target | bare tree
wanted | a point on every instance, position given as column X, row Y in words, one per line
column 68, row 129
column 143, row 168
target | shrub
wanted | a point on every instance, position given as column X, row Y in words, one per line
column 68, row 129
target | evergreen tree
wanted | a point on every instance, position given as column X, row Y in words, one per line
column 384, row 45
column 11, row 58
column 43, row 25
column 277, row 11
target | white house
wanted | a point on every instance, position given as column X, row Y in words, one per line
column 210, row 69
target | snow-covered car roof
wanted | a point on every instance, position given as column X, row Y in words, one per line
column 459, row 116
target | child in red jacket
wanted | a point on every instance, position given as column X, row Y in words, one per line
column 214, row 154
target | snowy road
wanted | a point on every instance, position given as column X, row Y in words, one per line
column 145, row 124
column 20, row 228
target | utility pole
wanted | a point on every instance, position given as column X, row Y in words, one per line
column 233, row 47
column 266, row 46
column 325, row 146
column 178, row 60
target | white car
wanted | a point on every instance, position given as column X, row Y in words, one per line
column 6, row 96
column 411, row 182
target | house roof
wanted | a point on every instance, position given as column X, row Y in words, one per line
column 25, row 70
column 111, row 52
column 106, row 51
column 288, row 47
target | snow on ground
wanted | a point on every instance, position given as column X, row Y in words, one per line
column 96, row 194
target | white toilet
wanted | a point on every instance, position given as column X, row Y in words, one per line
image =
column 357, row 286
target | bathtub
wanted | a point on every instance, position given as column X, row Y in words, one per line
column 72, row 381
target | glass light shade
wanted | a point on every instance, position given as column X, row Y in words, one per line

● **What you are asked to do**
The response should be the listing above, limited to the lines between the one holding "target | snowy road" and the one holding "target | white car", inclusive, reproduced exactly.

● **Expected answer**
target | snowy road
wanted | a point on every instance, position given as column X, row Y in words, one per line
column 145, row 124
column 20, row 228
target | utility pole
wanted | a point on every instance, position given as column X, row Y in words, one per line
column 233, row 47
column 266, row 46
column 325, row 146
column 178, row 60
target | white car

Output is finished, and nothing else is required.